**Extracted records:**
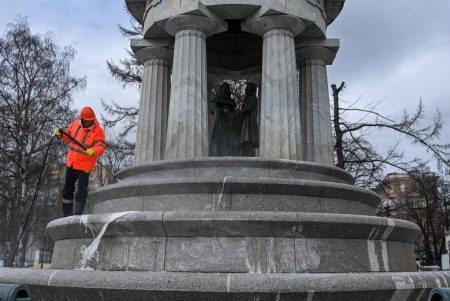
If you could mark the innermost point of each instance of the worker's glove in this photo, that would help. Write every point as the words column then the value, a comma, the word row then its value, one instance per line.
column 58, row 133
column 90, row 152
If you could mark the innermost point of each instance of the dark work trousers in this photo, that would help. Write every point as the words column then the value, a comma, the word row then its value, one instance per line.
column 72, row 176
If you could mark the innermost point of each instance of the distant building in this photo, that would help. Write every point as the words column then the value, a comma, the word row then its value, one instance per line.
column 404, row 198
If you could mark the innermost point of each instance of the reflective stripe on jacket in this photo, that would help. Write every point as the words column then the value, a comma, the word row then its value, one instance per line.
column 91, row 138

---

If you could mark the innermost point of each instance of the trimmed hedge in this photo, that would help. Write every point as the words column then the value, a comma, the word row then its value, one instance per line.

* * *

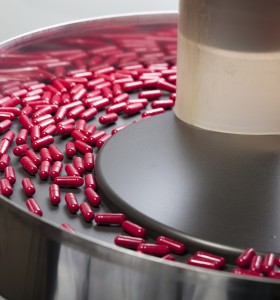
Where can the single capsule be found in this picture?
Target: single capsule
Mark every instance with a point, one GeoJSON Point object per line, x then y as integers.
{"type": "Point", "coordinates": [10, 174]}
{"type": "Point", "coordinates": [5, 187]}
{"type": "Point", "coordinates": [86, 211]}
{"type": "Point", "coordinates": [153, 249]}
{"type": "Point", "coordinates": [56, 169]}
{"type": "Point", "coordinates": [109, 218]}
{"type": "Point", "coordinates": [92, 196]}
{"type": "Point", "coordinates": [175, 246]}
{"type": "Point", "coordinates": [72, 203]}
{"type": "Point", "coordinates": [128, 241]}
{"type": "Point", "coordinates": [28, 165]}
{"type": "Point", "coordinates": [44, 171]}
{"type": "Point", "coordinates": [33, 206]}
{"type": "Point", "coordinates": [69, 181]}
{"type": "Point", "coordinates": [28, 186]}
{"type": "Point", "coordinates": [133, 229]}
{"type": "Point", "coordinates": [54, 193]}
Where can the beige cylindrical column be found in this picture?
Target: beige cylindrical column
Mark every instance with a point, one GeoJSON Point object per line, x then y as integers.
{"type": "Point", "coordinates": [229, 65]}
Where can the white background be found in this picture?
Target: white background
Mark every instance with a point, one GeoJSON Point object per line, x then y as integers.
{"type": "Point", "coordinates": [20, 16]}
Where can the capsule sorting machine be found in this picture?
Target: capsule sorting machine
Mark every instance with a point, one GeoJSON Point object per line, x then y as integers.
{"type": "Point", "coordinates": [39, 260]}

**To do:**
Quote the data above from the line containing "Where can the beige" to the line containing "Target: white background", inclusive, and stop.

**Answer to the problem:**
Where can the beige cylindrical column be found in this picture?
Target: beige cylindrical column
Mark every instance with a point, one GeoJSON Point object per line, x then y as integers.
{"type": "Point", "coordinates": [229, 65]}
Where can the white background be found in this picture?
Target: white background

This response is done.